— BEGIN —

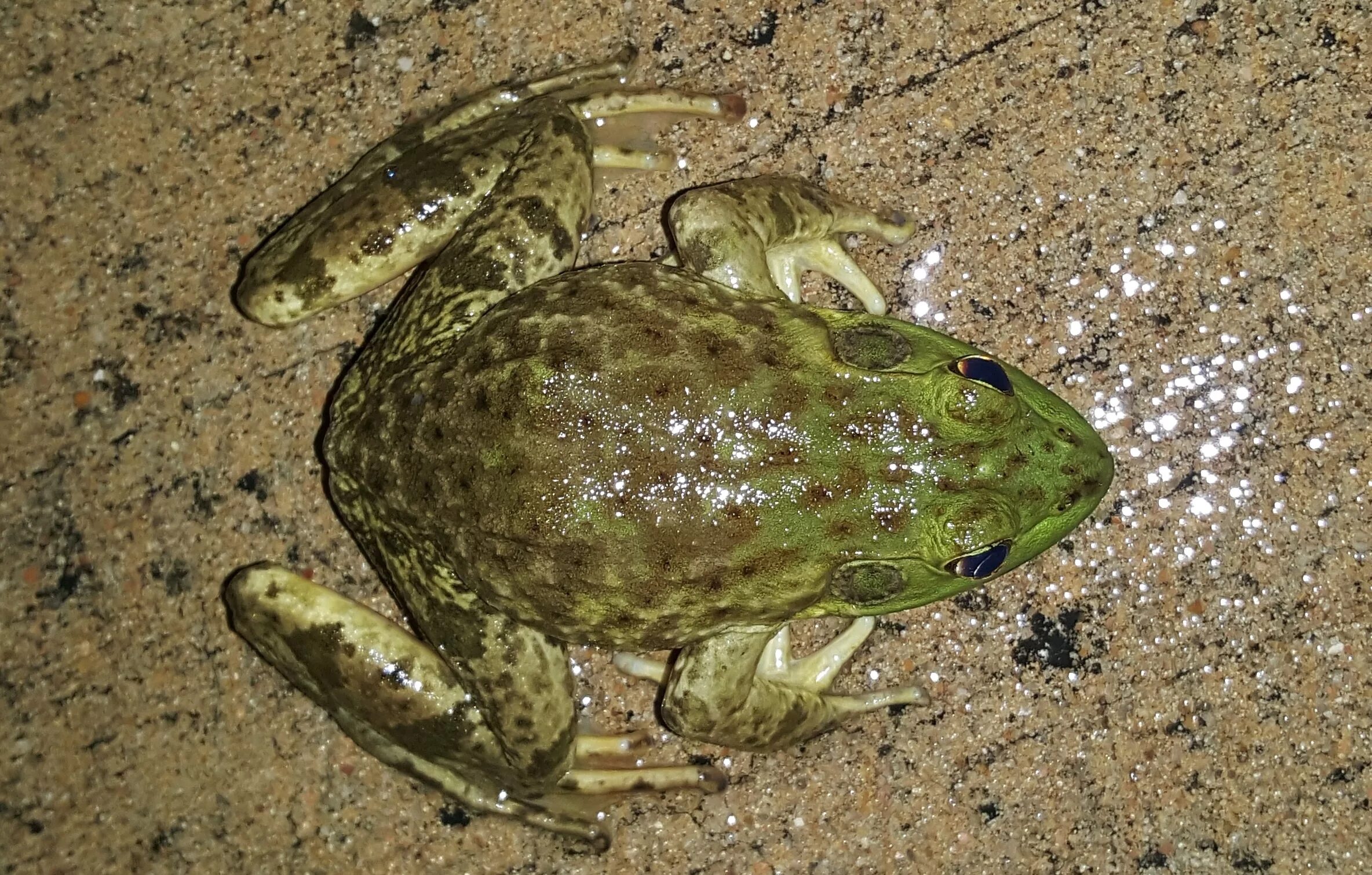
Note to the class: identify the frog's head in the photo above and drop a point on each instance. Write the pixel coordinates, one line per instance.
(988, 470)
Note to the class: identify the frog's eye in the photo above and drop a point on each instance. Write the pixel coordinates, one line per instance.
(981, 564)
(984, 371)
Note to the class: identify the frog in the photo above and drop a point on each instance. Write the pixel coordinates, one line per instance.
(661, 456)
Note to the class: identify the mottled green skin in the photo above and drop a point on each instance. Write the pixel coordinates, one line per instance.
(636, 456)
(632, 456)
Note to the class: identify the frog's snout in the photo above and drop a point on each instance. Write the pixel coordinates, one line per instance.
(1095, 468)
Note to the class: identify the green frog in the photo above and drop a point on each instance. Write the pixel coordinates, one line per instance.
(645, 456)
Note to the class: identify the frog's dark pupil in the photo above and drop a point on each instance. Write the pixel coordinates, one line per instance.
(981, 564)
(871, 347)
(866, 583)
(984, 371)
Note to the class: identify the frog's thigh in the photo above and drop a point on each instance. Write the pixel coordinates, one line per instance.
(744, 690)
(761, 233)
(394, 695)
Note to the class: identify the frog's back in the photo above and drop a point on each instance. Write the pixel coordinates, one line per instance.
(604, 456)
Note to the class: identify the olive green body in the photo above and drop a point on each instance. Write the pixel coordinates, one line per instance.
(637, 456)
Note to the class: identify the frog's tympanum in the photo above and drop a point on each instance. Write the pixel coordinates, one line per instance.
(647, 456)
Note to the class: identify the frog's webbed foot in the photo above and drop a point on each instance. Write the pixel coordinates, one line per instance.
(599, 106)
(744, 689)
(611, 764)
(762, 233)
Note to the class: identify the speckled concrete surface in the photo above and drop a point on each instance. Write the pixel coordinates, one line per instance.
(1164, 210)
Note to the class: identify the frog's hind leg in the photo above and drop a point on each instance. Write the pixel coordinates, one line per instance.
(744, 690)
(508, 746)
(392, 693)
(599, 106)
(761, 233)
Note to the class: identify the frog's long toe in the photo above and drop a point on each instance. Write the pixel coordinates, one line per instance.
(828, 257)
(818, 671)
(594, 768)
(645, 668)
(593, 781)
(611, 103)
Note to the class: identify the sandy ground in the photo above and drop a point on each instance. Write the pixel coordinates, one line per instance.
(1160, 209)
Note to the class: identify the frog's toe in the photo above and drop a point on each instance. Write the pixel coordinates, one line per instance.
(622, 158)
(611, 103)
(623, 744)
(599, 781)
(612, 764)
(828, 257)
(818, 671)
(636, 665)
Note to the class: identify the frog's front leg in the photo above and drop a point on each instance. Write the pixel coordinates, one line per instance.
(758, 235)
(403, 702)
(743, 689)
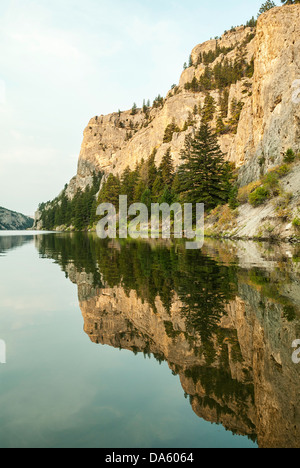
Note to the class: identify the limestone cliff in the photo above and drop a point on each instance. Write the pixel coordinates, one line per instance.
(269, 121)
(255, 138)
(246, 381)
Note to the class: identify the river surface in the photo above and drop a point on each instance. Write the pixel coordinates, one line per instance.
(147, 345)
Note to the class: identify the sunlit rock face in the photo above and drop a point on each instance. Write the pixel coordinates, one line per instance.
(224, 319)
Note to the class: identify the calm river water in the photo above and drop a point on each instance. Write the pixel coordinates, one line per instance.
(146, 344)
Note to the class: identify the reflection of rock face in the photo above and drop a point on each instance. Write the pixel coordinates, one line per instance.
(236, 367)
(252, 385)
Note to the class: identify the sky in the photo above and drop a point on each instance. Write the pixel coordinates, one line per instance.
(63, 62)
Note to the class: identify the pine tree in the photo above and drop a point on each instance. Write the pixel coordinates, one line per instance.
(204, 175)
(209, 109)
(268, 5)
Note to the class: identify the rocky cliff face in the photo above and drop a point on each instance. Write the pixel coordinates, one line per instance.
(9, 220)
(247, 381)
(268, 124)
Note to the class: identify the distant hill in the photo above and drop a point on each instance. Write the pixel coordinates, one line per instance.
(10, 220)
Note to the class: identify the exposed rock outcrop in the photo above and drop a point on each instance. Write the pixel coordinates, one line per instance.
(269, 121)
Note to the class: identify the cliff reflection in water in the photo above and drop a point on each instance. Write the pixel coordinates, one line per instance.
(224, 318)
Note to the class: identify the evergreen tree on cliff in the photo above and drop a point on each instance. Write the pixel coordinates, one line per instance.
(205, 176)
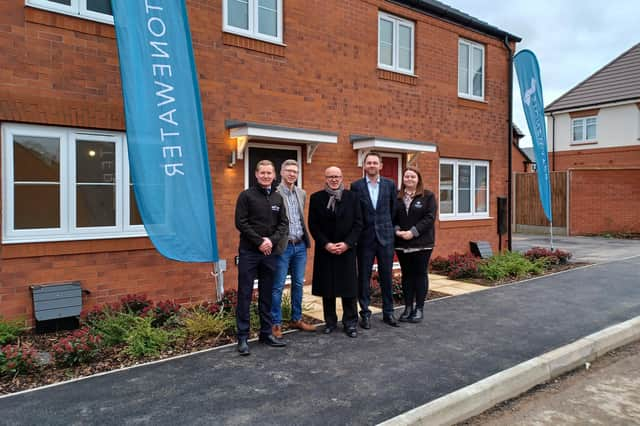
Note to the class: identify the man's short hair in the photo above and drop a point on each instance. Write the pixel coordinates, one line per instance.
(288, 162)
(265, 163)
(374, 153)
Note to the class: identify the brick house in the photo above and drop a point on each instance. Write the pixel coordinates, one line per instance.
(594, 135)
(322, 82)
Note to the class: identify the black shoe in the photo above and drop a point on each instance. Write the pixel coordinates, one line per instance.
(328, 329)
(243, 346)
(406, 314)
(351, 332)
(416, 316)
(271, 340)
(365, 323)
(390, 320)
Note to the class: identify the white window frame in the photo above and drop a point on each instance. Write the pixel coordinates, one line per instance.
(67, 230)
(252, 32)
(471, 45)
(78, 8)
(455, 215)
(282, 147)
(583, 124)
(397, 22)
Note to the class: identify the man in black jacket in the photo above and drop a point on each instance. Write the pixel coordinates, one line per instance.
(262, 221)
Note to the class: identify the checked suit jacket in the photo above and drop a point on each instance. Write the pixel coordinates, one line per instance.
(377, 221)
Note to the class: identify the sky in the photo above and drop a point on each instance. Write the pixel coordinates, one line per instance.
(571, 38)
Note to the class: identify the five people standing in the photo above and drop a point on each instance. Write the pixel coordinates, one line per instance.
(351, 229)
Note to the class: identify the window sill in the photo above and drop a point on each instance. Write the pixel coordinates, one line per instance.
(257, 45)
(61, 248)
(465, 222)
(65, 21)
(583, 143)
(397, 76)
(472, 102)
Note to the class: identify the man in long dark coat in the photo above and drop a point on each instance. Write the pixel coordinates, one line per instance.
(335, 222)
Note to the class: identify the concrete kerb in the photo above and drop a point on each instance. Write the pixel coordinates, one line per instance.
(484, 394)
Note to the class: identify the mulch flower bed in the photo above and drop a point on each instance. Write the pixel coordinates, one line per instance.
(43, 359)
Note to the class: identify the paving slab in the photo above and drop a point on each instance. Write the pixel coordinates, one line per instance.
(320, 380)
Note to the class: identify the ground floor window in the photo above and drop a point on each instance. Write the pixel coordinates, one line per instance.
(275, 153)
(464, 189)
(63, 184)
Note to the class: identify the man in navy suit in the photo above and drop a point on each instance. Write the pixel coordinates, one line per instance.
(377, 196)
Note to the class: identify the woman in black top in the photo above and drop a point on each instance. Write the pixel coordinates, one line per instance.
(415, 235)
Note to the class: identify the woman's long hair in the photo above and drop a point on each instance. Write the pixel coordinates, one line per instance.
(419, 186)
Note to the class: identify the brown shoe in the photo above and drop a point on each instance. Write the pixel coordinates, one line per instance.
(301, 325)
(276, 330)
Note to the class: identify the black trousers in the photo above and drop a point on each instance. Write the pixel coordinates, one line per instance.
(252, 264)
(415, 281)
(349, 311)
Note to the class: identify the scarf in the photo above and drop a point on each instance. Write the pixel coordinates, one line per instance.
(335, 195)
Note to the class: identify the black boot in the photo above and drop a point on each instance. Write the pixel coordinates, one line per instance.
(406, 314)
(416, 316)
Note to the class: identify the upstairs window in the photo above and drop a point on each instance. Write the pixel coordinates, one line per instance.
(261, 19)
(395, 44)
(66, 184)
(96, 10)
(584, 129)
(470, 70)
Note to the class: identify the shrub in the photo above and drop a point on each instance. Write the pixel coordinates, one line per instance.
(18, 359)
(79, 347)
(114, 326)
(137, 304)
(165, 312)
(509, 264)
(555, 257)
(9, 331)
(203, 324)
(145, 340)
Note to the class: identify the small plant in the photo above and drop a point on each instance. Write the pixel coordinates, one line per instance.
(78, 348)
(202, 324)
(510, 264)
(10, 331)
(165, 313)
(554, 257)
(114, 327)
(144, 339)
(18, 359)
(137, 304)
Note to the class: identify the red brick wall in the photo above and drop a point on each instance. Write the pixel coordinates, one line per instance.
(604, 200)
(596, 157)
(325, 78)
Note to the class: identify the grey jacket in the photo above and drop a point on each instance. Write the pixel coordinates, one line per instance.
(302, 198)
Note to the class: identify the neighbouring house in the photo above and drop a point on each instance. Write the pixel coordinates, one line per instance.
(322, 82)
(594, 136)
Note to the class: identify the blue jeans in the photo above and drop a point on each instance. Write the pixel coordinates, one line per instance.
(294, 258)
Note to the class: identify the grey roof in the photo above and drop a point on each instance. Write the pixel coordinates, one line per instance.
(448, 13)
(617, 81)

— END —

Reproduce exactly the lines from the one with "Note to the class: identify the red" through the end of the entries above, both ends included.

* [THE RESPONSE]:
Note to the class: identify the red brick wall in the photo above and drop a point on each instance. Write the pixel coordinates, one line per instance.
(604, 200)
(596, 157)
(325, 78)
Note to the class: identify the grey jacket in the photo above and drop a point on each instance. Write the pixel coordinates, one line per instance.
(302, 198)
Note to the class: identify the neighbouring house in the photo above and drop a point on each instance. Write the pixel coordinates, one line per instance.
(322, 82)
(594, 136)
Note to the class: identify the blue jeans in the photo above and drop a point on each instance. Write the pixel coordinates, one line per instance.
(294, 258)
Note to the class: identify the grey roof in the photo above and drop a point on each instance. Write the pixel coordinates, one line per instance.
(448, 13)
(617, 81)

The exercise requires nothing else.